*** Opening Available records ***

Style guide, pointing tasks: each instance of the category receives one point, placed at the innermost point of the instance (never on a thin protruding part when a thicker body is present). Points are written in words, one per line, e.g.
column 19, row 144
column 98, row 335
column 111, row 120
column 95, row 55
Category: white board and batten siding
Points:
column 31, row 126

*** Closing Available records ***

# [Problem to work on]
Without omitting anything, retype all of the material above exactly.

# [Written reply]
Style guide, pointing tasks: each instance of the category receives one point, placed at the innermost point of the instance (never on a thin protruding part when a thicker body is present). Points are written in words, one per line, e.g.
column 19, row 144
column 98, row 335
column 111, row 120
column 95, row 55
Category: white board and batten siding
Points:
column 31, row 126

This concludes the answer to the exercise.